Write out, character for character, the line containing "Where can the boat" and all lines after it up to the end of the listing.

────────────────

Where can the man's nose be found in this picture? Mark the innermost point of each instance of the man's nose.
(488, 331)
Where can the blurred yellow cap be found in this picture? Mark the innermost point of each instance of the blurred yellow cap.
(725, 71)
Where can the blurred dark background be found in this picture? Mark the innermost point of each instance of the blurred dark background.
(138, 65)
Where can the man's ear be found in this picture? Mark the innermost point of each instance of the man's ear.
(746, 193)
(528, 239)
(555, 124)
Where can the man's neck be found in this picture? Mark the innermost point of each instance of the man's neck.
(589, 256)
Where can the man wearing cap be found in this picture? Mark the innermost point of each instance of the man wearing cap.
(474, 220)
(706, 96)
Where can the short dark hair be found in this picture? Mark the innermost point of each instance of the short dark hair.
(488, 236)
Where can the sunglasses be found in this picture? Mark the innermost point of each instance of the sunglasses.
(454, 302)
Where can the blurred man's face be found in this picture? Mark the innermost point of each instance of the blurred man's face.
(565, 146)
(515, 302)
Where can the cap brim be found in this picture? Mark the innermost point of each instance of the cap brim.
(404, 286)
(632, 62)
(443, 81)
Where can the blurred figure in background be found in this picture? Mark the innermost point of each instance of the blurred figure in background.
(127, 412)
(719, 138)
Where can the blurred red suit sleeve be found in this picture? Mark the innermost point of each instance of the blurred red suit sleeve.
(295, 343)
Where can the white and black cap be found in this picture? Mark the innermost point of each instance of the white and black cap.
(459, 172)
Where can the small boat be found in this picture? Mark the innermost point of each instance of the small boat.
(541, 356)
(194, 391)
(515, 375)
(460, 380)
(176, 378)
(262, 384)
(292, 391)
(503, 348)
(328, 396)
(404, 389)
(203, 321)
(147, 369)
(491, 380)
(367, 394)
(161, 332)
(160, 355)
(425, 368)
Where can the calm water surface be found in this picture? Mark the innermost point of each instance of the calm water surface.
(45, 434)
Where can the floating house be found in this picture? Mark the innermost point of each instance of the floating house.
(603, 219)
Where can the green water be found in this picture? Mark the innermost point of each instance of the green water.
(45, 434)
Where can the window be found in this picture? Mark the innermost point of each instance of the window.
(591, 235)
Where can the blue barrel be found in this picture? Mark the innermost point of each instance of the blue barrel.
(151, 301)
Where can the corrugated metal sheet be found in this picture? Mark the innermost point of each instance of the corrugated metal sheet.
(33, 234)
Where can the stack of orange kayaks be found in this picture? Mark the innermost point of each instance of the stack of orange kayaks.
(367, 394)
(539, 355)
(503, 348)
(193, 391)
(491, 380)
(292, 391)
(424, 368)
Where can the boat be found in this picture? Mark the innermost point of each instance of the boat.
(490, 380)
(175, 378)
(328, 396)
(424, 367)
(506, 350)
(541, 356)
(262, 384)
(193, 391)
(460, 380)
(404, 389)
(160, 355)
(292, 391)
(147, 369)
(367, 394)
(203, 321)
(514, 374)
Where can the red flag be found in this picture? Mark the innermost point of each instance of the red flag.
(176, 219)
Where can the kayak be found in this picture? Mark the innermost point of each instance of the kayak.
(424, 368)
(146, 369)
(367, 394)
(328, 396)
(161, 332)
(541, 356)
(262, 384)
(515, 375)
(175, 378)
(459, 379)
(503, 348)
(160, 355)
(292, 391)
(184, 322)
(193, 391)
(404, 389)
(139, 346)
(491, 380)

────────────────

THE RESULT:
Where can the boat be found in this picture? Mark the innermost point of each instance of the boat.
(490, 380)
(175, 378)
(328, 396)
(424, 367)
(506, 350)
(541, 356)
(262, 384)
(193, 391)
(460, 380)
(404, 389)
(160, 355)
(292, 391)
(147, 369)
(367, 394)
(203, 321)
(514, 374)
Where can the red flag be found in this picture? Mark the innermost point of each instance of the red flag.
(176, 219)
Where can the kayak be found in this picture? Mark the innermost point of each instance of the kayak.
(424, 368)
(146, 369)
(367, 394)
(328, 396)
(161, 332)
(541, 356)
(262, 384)
(515, 375)
(175, 378)
(459, 379)
(503, 348)
(160, 355)
(292, 391)
(184, 322)
(193, 391)
(404, 389)
(139, 346)
(491, 380)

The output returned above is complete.